(Information supplied)
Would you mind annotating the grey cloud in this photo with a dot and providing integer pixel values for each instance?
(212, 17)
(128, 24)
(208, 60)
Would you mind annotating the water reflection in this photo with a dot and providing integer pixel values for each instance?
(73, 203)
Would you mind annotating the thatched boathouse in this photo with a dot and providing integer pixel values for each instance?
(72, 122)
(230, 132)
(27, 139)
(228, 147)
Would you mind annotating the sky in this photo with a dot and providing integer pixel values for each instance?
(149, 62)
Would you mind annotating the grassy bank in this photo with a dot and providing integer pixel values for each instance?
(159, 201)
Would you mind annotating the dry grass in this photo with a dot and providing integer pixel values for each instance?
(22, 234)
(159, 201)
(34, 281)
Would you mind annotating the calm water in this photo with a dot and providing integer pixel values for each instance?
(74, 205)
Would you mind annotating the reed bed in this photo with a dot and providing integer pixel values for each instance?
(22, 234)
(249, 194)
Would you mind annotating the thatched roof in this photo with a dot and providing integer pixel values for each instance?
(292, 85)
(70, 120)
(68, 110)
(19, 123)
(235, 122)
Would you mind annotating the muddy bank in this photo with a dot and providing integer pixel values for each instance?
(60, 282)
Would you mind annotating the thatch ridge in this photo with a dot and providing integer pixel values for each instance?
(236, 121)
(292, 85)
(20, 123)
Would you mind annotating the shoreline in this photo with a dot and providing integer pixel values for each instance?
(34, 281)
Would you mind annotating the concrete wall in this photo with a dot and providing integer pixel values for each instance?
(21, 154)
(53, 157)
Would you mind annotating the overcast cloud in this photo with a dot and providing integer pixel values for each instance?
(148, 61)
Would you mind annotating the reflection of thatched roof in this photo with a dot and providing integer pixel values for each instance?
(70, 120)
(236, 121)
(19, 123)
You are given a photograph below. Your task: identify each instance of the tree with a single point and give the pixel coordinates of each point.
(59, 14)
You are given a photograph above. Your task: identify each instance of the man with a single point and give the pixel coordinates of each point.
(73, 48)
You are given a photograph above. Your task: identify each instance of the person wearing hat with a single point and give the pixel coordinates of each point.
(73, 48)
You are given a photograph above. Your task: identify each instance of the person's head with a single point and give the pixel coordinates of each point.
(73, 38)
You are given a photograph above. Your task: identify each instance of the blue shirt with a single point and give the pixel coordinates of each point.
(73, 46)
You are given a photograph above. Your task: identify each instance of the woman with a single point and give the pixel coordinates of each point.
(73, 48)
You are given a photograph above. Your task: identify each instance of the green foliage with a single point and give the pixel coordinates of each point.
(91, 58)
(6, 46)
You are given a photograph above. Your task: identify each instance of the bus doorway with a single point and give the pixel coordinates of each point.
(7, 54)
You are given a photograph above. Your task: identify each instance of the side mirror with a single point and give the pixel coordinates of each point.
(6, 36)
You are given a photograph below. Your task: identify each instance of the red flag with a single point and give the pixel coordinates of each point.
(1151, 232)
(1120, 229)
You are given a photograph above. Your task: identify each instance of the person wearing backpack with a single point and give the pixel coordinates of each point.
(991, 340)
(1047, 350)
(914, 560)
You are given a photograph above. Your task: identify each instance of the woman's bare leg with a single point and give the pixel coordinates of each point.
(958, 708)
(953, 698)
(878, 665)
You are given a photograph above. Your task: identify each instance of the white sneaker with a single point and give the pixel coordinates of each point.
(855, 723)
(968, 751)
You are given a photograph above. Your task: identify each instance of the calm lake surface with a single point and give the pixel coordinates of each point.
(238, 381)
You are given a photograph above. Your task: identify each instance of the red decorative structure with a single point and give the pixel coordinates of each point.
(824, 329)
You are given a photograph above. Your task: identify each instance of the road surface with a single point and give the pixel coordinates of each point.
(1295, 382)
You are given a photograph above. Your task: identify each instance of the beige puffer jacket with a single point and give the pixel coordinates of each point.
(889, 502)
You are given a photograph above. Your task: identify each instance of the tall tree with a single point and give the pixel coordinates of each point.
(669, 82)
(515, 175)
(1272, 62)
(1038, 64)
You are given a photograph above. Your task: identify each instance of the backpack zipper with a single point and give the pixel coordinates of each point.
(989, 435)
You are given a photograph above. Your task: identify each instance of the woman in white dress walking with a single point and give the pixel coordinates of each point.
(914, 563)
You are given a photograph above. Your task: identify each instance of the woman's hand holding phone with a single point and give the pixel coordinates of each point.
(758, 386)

(Task details)
Arrange the part of the material that opens with the line containing "of the road" and closes with the line containing "(1295, 382)" as a numbered list, leaving out any blank lines.

(Task output)
1. You are given a photograph above. Your task: identify each instance of the road surface with a single point and give the pixel coordinates of each point.
2. (1295, 382)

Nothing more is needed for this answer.